Text under study
※
Kille (pronounced //ɕɪlːɛ// or //kɪlːɛ// (Note: The pronunciations with "k" is more common in southern Sweden.)), also called Harlequin, Cambio, Campio, Kambio or Kamfio, is a game played with special playing cards, dating from a medieval French gambling game. In Sweden, the game had its heyday during the 1750s, but it is one of the oldest card games still played.

== History ==
The French gambling game of Coucou was invented in France around 1500 and spread across Central Europe. In the late 17th century, an Italian manufacturer produced a deck of cards adapted for the game. The game was named Cuccú after its highest card. Cuccú had 38 cards and two cards of each denomination (thus 19 unique denominations). Eleven of the cards in each suite were numeral cards, numbered 0-10. The other cards were picture cards, two of which – the Bucket and the Masque – ranked lower than the numerals. Five of the cards were ranked higher: the Inn, Cat, Horse, Guard, and Cuckoo (highest). The nineteenth card, the Fool, the precursor of Kille's Harlequin, was outside the rankings and its value was determined by the game played and could vary during the same game.

Cuccú spread north across Europe and became known in southern Germany, Austria and Switzerland under the names of Hexenspiel and Vogelkarten, which literally mean "Witch game" and "Bird cards".

The card game changed somewhat on its journey through Europe and was mentioned in Sweden as Campio for the first time in 1741 in a court record. Campio was a distortion of cambio or camfio, which was the name that began to be used in Sweden. The name Kille is first documented in 1833 (found in private correspondence from 1826) and was widely used from the 1850s. Kille is probably a corruption of Harlequin which was now the highest ranked card, but still had a special position in some games.

The card game's numeral and picture cards changed so that the pack consisted of 42 cards (again in pairs, so there were only 21 denominations). The number of numerals had increased to twelve and were numbered 1-12. There were three cards with lower values than the number cards; the Noll (Zero) numeral card became the Wreath, the Bucket became the Flowerpot and the Mask became the Fool, often depicted with a mask. The cards with higher values than the numerals were, in ascending order: the Inn, Cavalier, Pig, Hussar, Cuckoo and Harlequin.
※
[Saved entries]

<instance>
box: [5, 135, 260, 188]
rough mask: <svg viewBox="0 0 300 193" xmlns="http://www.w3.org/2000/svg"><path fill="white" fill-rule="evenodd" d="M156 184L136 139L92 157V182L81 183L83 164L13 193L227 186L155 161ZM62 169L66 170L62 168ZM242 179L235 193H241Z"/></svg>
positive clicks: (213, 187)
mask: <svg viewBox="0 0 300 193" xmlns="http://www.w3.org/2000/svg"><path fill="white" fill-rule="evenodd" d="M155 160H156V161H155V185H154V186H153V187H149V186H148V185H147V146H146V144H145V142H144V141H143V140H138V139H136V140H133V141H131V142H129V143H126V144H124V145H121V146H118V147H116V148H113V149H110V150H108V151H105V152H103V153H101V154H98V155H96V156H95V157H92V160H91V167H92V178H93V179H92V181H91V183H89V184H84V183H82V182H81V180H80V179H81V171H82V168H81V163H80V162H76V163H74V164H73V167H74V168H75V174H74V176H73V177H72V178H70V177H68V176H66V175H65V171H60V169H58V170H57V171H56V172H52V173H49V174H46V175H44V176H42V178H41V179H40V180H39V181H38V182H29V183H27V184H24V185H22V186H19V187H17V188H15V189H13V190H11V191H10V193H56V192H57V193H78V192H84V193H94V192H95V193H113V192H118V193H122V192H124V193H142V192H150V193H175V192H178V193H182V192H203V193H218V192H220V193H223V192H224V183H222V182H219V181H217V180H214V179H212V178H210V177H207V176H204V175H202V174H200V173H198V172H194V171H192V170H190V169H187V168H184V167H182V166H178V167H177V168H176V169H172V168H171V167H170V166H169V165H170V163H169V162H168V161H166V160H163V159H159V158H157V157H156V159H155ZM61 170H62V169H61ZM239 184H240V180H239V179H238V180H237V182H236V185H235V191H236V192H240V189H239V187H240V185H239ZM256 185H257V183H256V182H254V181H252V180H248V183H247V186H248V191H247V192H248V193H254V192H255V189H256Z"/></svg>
※
Work to complete
#1 Rewrite the Kille history text starting with "Cuccú spread north" and going on through "in some games.", putting "personal letters" in place of "private correspondence".
#2 Write the next part of the text about the card game Kille, picking up after its last sentence.

Responses
#1
Cuccú spread north across Europe and became known in southern Germany, Austria and Switzerland under the names of Hexenspiel and Vogelkarten, which literally mean "Witch game" and "Bird cards".

The card game changed somewhat on its journey through Europe and was mentioned in Sweden as Campio for the first time in 1741 in a court record. Campio was a distortion of cambio or camfio, which was the name that began to be used in Sweden. The name Kille is first documented in 1833 (found in personal letters from 1826) and was widely used from the 1850s. Kille is probably a corruption of Harlequin which was now the highest ranked card, but still had a special position in some games.

#2
== Culture ==
The game of Kille has left its mark on the Swedish language. For example, the phrases "Svinhugg går igen" ("the pig bites back"), referring to a rudeness that rebounds on the performer, and "gå värdshus förbi" ("go past the inn"), a lost opportunity, both come from the game of One-Card Kille.

Kille has also found its way into Swedish literature. Carl Michael Bellman's Fredman's Testament number 181, The Game of Cambio, is about a player's despair during a game:

Falstaff, fakir rhymed in an ABC for the letter P:

== Cards ==

The deck comprises 42 cards of a single suit, comprising two copies of 21 distinct cards. The denominations, ranking from highest to lowest are:

Card names and actions in Kille
| Card name | Swedish | Action on being challenged |
| Harlequin | Harlekin, Kille | Exchanged face up. Highest card if drawn or dealt. Lowest on exchange. |
| Cuckoo | Kuku, Kucku, Gök | Holder says "Cuckoo stands!", "No one swaps the Cuckoo!" or "The pigeon's taken off!". The round ends and all reveal their cards |
| Hussar | Husar, Husse | Holder says "Hussar strikes!", the exchanger is knocked out |
| Pig | Husu, Gris, Svin | Holder says "Pig bites back!", there is no swap, all earlier swaps are reversed and the player who originally held the card that now was attempting to be swapped is knocked out. |
| Cavalier | Kavall | Holder says "Pass the cavalier!" and exchanger challenges the next in line |
| Inn or Tavern | Värdshus | Holder says "Pass the tavern!" and exchanger challenges the next in line |
| 1 – 12 | 1 – 12 | Cards exchanged |
| Wreath | Kransen | Cards exchanged |
| Flowerpot | Blompotten, Blomkrukan, Pottan | Cards exchanged |
| Mask | Blaren, Blarre | Cards exchanged |

Kille packs are still available. Two Swedish manufacturers, Öberg (Carta Mundi) and Offason, make them today. The images are in a sepia colour. A coloured pack was produced in 1975 but is no longer available.

== One-Card Kille (Swap Kille) ==
One-Card Kille (Enkortskille), also Swap Kille (Byteskille), is the traditional game of chance played with Kille cards. It is played for money and may be played by 3 to 12 participants.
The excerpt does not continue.